--- Start EXTRACTED TEXT ---

The era of privatisation by theft, whose effects in most cases implied the closing of companies and job losses for a large number of workers, is coming to an end. (While some authors think that such things resulted from the application of the neo-liberal economic concept of development, I am of the opinion that in the case of Serbia and other similar states in the region this has only indirectly resulted from it).

As a result, transition has impoverished a considerable number of citizens entailing tremendous deterioration of living conditions for numerous families, and an emergence of a small number of extremely rich people whose connections with the political elites and authorities often cause controversy. The long-term degradation of ‘middle-class professions’ which for the most part depend on funds from public sources (teachers, professors, doctors, most jobs in the public administration) exerts an impact on tremendous redefining of value criteria in the consciousness of ordinary citizens and young people in particular (special analyses should be done on this matter).

There are many cases of radical change which have not resulted in visible improvements for many people. It might be relatively simple to consider the dynamics and results of legislative activities which have been carried out intensively for the last dozen years within the process of association with the EU. A large number of new regulations have been adopted in order to harmonise the laws of Serbia with the EU. In some areas, in particular the legal system, this has led to the introduction of new practices, notions, norms and such like, often done without their consequences being communicated in an effective way. And some of these new laws have led to reduced labour rights.

Too Little

EU standards have therefore been introduced in a country where the average net monthly salary is 400 euros. (Under such circumstances, the broadly established preconditions for the existence and persistence of corruption, operation of a law-based state, respect for human rights, etc. can be discussed much more minutely). Adopting laws by emergency ordinance (with no public debate or any participation of interested parties) contributes to keeping up the discrepancy between normative and realistic matters, reflected in various spheres of life. In spite of some positive results achieved in the field of attracting foreign investment, state-operated media has often suggested that this investment has led to the humiliating treatment of domestic employees, violation of their already fragile rights and the accelerated sale of the remaining natural resources of the country.

Linking these things with the EU or its leading member states is unavoidable and can be done in several ways. This is because the international community (and the EU, above all), has done far too little in this region for the last 25 years. In a methodological-technical sense, it is close, but also distant enough; as for personalisation it is adequately unclear; it seems that it has no instruments to defend itself on a daily basis against the propaganda of its opponents; communication between EU bodies and the public is sometimes confusing and written in a language which is most often not understandable for most people.

--- End EXTRACTED TEXT ---

— WHAT YOU NEED TO DO —
1. Please translate this sentence from the text on Serbia's transition into Spanish: "There are many cases of radical change which have not resulted in visible improvements for many people."
2. Carry the text on Serbia's transition further, picking up after its final sentence.
The records have no connection to the text on Serbia's transition.

--- Start DATASET ---

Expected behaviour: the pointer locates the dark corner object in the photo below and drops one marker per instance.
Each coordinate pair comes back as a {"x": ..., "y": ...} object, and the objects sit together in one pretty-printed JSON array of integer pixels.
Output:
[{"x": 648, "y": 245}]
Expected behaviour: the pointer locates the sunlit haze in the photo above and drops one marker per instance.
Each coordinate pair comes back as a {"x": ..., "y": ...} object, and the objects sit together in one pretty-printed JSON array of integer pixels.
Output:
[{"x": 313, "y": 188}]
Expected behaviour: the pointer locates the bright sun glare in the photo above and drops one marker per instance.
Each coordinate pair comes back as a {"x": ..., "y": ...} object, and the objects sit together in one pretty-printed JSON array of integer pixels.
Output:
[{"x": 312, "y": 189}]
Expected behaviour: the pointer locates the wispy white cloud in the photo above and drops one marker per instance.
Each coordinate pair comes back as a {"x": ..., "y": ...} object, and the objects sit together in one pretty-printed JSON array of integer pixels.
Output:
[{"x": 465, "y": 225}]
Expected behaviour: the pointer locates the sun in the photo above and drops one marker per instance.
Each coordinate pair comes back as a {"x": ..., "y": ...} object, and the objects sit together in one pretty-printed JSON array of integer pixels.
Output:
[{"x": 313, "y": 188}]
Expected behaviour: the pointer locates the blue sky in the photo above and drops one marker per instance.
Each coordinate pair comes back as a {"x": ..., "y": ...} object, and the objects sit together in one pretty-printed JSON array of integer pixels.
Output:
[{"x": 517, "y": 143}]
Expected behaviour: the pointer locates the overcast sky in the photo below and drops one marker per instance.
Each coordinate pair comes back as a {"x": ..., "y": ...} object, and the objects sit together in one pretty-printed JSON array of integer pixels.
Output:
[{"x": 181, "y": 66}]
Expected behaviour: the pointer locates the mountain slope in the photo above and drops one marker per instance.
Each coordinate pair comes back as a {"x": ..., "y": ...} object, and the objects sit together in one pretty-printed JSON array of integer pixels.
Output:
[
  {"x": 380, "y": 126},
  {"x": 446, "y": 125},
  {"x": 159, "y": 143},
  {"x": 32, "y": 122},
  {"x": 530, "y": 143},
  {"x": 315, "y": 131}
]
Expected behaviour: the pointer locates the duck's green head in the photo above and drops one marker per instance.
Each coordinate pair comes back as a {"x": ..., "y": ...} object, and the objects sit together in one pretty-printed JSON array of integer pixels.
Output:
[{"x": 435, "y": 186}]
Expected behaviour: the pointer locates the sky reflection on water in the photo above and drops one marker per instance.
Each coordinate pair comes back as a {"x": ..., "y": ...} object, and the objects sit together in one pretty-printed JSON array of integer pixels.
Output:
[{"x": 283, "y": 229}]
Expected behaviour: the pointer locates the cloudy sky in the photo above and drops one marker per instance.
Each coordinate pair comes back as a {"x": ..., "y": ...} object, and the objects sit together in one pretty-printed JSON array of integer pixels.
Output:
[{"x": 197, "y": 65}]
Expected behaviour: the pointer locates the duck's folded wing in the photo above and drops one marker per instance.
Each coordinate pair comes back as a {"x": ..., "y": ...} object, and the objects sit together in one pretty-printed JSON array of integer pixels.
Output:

--- End DATASET ---

— THE ANSWERS —
1. Hay muchos casos de cambios radicales que no han producido mejoras visibles para muchas personas.

2.
Double Standards

So in part the EU itself contributes to the decline in its attractiveness for ordinary citizens.  EU assistance is not sufficiently visible and is not promoted in a satisfactory way. Constant conditioning of the EU (or the perception of it)  in negotiations on membership contributes to the decline in attractiveness of the Union. This is particularly true bearing in mind the conditions under which some neighbouring countries have acceded the EU. In a broader sense, (fresh) memories of the bombardment of Yugoslavia in 1999 as well as the participation of some EU member states contribute to its disgrace. The perception of the contribution of the EU to the tragic dissolution of former Yugoslavia to the disadvantage of the Serbian people should be also added to this. (And to the disadvantage of other peoples, too. All have their reasons to be discontent). The attitude of the leading EU member states to the position of Kosovo and Metohija discredits the consistency of the EU relationship towards Serbia. This favours the positions which qualify EU policy as a policy of double standards.

The presence of casual (seasonal) workers from Bulgaria and Romania in Serbia also does little to advertise the benefits of EU membership. Developments in the EU itself and debates about its future are used as an argument in favour of strengthening some alternative options (or ‘options’) in the country’s foreign policy. Actually, we should keep in mind that Serbia’s membership of the EU is not in the interest of a part of the political elite as it represents a threat to status quo, which for them is very comfortable.

In short, it is enough to connect the feeling of (in)justice to which Serbs are exposed internally and internationally. Torn between the consequences of (in)justice resulting from the effects of transition, on the one hand, and (in)justice on the part of the leading states of the international community (including EU member states) on the other, ordinary people risk being exposed to various kinds of manipulation, by the media or otherwise. And for the authorities (present and former) euroscepticism is only taken as an opportunity (or potential opportunity) to make a good trade deal on the political market with the aim of enlarging the dimensions (rather than the quality) of their power.

The views expressed in this opinion editorial are the author’s own and do not necessarily reflect Emerging Europe’s editorial policy.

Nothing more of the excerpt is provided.